The response must be made up of the lines in the entries below that contain "handrail".

__DATA UNDER STUDY__.
┄┄┄┄┄┄┄┄┄┄

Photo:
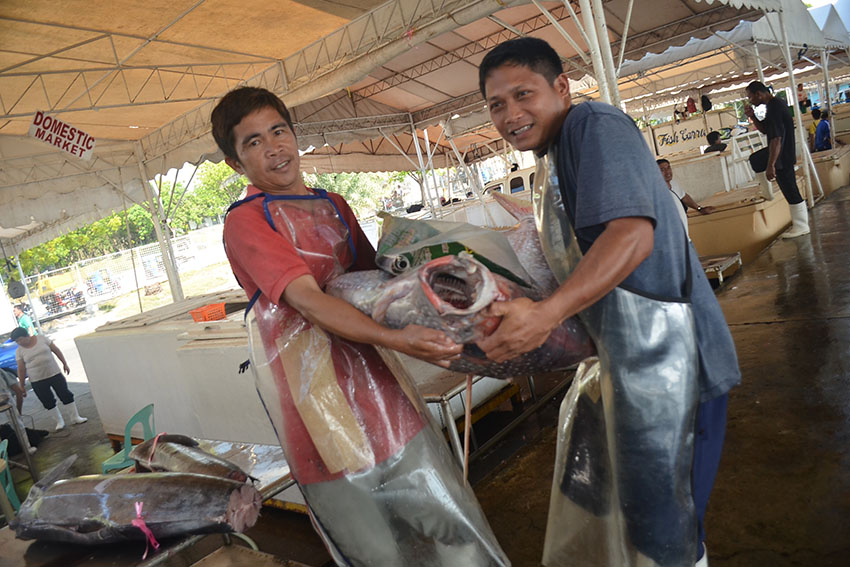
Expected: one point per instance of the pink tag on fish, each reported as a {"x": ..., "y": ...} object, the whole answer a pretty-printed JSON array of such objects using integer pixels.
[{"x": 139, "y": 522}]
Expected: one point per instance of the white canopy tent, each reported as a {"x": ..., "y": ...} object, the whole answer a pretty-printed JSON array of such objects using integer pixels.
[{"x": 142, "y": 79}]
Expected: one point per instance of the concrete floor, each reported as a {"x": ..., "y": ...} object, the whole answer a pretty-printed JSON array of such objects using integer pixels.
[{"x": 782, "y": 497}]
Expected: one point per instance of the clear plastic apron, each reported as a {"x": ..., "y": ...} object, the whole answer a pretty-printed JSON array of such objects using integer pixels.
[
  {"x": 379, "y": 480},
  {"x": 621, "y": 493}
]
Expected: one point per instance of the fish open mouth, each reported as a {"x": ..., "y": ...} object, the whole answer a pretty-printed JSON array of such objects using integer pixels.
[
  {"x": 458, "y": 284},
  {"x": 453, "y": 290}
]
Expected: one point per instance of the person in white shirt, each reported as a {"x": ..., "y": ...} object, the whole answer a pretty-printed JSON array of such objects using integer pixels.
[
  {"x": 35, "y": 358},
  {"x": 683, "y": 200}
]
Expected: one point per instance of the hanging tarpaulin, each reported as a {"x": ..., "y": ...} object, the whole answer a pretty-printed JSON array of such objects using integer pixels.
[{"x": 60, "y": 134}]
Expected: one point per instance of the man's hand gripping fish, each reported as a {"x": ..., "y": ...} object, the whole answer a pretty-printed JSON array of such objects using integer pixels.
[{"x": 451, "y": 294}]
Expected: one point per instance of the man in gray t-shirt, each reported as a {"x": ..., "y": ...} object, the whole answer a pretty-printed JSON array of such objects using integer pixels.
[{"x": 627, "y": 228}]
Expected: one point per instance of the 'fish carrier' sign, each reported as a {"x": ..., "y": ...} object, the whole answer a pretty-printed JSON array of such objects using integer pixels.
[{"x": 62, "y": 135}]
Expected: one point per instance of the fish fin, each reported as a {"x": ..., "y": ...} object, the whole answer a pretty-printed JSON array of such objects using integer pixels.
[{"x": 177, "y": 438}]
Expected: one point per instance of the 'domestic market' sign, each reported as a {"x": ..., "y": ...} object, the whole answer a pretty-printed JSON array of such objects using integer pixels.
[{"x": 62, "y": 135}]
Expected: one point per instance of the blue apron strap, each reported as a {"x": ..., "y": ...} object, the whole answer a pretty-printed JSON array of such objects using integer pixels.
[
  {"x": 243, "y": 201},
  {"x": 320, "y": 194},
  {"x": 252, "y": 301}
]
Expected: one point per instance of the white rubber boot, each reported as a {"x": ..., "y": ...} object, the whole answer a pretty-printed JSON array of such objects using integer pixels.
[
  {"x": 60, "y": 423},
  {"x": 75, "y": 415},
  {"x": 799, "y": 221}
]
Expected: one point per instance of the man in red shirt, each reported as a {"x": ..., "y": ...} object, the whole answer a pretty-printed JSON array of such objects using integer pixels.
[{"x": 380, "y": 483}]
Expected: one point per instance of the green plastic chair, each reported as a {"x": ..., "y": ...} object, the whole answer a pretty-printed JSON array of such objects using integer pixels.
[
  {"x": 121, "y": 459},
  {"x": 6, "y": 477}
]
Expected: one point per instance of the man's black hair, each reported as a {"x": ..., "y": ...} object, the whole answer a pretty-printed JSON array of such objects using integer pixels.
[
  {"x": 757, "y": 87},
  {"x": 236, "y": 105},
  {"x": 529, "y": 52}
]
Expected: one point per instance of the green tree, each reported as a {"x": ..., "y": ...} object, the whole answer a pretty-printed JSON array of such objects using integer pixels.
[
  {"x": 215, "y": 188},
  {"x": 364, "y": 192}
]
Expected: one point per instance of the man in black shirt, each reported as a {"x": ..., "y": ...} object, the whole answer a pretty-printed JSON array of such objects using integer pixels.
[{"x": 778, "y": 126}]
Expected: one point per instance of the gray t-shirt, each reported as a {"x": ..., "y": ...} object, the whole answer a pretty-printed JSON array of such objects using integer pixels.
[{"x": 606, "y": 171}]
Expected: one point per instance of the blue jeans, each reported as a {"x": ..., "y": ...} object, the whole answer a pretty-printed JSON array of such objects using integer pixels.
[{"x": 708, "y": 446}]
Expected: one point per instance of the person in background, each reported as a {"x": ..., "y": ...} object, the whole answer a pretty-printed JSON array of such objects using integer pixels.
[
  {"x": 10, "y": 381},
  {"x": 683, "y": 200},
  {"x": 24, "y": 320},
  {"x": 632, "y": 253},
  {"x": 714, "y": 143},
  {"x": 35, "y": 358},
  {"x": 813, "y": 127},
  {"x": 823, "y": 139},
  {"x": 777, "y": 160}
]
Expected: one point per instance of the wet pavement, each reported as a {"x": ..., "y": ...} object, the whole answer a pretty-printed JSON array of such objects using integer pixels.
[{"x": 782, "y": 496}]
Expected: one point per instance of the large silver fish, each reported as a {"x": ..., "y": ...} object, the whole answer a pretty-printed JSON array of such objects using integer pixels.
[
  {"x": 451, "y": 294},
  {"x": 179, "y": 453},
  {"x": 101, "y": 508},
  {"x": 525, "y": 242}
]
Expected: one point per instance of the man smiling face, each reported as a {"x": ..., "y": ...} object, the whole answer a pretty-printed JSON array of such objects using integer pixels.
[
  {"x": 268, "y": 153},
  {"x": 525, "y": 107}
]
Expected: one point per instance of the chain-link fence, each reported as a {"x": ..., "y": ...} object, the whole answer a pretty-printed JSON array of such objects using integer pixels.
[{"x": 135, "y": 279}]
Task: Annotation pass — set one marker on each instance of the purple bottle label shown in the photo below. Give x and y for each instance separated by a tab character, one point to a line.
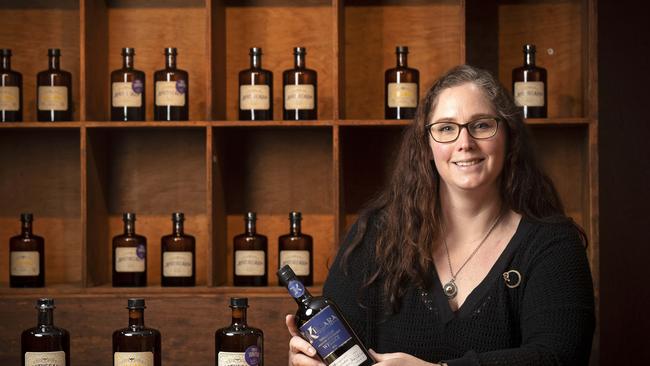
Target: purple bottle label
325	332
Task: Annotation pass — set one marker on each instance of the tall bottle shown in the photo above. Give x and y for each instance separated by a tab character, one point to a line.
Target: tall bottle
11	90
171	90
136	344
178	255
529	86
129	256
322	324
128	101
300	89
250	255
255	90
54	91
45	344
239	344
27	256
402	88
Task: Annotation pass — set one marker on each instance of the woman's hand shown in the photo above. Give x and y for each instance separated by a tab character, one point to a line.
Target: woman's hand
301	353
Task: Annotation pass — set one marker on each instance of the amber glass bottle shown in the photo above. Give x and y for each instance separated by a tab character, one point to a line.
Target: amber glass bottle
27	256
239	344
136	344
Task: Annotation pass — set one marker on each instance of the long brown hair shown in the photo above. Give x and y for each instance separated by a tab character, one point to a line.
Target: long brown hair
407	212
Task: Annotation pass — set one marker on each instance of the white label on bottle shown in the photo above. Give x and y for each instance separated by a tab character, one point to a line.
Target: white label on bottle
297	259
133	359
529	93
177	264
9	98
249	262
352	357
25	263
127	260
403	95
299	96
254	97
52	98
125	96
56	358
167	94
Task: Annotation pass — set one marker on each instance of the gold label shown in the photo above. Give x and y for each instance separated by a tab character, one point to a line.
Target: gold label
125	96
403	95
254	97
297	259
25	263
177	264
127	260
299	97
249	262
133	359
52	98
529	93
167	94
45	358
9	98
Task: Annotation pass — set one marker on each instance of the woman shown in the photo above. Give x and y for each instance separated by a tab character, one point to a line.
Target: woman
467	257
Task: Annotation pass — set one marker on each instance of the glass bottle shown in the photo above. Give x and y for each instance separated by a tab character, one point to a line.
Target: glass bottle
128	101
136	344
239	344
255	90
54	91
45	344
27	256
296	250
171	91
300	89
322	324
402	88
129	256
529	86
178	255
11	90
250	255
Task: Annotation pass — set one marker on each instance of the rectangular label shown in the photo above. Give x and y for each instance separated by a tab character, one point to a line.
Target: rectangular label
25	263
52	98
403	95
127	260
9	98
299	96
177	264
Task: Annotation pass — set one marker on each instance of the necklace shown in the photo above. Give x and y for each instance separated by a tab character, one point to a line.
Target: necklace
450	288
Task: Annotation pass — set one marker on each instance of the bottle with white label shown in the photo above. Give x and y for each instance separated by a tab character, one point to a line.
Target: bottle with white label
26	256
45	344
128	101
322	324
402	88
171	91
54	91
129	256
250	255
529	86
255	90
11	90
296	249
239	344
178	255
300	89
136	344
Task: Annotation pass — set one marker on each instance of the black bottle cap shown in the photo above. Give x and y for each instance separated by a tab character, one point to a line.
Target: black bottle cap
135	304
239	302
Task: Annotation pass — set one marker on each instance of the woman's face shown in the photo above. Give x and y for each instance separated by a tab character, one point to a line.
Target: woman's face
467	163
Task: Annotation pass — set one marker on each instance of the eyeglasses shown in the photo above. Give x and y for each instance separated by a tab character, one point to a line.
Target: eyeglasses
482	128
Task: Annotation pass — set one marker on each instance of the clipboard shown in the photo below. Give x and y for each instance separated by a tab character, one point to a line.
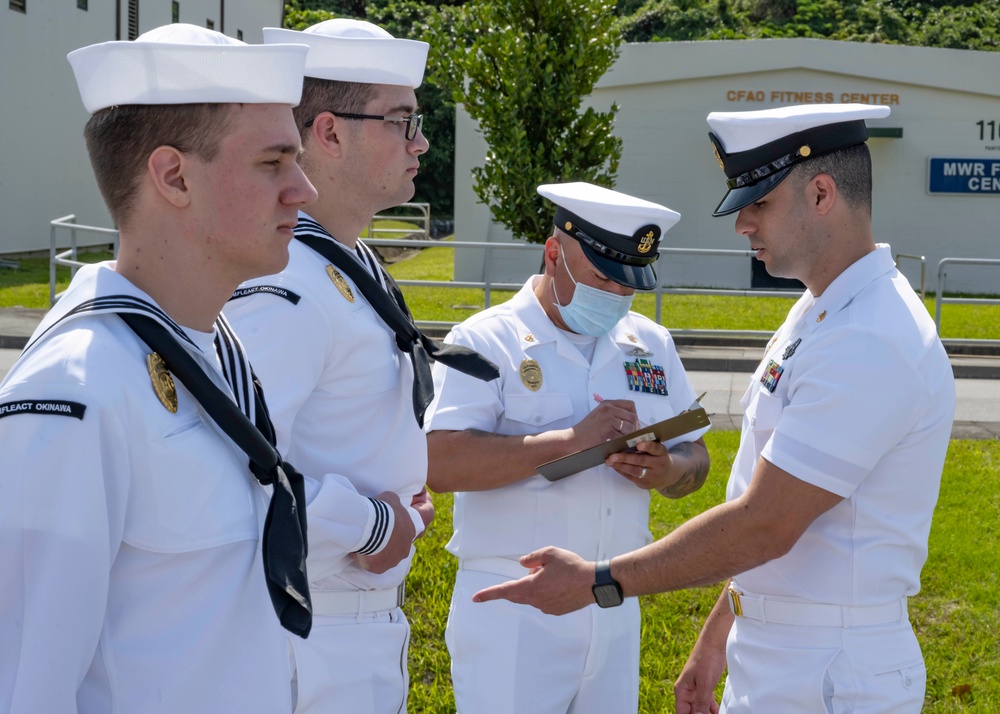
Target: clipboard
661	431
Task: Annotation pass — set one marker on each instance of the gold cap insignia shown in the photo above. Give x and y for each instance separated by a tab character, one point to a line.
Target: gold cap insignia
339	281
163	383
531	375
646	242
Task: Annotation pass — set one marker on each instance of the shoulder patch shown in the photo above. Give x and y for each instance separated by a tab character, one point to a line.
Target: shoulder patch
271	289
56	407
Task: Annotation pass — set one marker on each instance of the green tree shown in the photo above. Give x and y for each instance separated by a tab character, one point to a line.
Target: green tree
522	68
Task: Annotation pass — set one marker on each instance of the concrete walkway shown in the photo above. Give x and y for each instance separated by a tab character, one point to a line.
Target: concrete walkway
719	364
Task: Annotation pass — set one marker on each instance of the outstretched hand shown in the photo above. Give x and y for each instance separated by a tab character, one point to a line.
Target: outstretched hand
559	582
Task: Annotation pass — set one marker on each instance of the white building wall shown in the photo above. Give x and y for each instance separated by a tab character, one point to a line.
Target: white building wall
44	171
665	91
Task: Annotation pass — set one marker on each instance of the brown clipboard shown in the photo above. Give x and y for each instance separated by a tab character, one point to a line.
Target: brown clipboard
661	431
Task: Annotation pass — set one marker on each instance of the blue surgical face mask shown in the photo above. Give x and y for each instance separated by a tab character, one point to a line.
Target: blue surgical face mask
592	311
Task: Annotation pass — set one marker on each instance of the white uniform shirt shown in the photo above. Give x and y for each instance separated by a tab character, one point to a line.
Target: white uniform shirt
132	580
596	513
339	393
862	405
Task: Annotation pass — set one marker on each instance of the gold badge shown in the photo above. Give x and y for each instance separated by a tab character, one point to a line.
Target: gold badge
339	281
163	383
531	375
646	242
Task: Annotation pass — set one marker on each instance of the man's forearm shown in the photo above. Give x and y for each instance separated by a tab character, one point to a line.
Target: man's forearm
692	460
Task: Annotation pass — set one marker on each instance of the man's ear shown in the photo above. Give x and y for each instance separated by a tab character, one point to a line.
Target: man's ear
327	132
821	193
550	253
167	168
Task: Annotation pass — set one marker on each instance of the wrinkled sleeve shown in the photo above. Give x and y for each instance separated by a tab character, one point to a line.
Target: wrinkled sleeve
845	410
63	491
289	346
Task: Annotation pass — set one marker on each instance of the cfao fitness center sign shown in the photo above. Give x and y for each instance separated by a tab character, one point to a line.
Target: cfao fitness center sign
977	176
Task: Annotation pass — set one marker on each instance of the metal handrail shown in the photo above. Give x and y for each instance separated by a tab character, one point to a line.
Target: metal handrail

┄┄┄┄┄┄┄┄┄┄

__EXERCISE OUTPUT__.
Task: Annotation pass — set one marker on each instance of the metal handrail shown in the photo above. Give x and y for each instance separated by a tab character, one point to a line.
Target: metal handrail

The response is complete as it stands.